■ **Supplied data**:
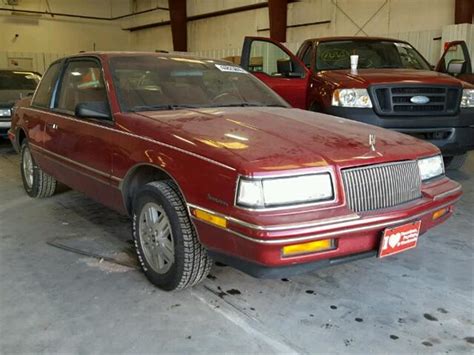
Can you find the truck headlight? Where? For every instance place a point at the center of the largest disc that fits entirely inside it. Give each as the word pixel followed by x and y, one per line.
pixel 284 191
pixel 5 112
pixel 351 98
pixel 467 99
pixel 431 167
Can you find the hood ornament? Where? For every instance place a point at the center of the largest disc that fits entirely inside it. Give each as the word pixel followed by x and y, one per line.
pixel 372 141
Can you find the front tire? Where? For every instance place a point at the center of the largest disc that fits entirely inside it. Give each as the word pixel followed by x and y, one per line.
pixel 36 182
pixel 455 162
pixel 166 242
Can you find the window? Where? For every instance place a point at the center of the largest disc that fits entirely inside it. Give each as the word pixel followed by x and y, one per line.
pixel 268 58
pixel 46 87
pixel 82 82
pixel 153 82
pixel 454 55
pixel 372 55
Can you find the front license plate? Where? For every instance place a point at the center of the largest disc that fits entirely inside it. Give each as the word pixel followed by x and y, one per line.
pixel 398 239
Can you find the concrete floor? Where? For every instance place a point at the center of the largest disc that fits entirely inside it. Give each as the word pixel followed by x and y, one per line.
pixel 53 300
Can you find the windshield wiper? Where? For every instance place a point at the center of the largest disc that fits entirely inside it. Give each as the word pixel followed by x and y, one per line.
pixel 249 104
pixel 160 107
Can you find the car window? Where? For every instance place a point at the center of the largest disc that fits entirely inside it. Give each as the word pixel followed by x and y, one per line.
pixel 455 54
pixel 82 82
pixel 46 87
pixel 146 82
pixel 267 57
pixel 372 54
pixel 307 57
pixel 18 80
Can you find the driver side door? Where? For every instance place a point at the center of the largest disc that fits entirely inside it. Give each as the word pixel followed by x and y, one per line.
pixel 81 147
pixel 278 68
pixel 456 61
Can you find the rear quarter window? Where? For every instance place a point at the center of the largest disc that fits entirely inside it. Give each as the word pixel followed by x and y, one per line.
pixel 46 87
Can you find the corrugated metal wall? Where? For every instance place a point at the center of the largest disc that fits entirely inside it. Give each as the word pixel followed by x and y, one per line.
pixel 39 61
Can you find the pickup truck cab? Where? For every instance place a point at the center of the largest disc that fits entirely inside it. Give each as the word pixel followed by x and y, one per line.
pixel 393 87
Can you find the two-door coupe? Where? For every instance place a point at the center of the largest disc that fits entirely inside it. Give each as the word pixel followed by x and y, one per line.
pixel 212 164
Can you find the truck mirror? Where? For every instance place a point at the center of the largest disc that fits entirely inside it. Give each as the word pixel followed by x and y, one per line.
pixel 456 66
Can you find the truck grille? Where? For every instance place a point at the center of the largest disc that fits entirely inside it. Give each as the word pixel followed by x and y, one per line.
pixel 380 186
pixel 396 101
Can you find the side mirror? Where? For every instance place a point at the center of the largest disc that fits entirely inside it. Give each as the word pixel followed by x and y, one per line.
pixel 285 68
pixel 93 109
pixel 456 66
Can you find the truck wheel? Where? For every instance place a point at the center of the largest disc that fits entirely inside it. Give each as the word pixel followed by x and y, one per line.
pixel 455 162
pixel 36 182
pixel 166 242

* * *

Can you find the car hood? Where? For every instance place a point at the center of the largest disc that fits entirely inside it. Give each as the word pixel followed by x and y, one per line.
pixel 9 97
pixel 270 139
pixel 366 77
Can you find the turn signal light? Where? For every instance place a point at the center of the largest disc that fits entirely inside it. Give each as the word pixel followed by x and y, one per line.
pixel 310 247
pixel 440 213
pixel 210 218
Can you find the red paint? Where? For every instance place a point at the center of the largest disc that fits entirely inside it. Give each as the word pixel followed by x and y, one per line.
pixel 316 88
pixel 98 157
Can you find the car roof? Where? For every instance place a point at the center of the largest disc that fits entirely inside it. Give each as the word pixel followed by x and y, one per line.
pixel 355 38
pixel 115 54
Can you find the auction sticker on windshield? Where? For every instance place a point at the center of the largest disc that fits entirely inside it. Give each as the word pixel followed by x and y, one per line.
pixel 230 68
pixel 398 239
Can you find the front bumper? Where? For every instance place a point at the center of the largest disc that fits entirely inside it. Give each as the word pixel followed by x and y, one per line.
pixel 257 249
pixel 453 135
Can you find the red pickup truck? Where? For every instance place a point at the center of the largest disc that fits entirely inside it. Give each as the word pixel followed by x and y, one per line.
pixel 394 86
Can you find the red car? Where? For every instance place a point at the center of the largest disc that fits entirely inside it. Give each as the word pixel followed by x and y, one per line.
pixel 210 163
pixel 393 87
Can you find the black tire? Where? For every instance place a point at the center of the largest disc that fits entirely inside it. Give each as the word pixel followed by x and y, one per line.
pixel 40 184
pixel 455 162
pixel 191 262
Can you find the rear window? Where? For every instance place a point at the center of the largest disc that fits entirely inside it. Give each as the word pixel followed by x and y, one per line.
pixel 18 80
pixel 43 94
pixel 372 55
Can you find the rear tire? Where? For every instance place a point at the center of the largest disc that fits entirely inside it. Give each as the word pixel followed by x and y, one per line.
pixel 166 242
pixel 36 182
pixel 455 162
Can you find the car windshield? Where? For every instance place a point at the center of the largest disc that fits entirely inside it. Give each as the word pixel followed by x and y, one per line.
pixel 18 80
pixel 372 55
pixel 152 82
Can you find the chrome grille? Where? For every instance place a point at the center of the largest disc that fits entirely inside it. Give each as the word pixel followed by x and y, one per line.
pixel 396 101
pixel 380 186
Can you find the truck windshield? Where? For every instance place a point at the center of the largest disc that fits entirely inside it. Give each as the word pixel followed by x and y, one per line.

■ **Work required**:
Rewrite the lines from the one containing "Can you find the concrete" to the one containing "pixel 160 107", both included, as a numbered list with blank lines dropped.

■ **Right answer**:
1. Can you find the concrete floor? Where? For every instance place a point at the center of the largest disc that fits entirely inside it. Give each as the word pixel followed by x and y, one per line.
2. pixel 53 300
3. Can you find the windshield wiper? Where? For every instance place a point at the center of the largest disc that fits entirely inside it. Give each as the word pixel followed by x and y, one per line.
4. pixel 249 104
5. pixel 160 107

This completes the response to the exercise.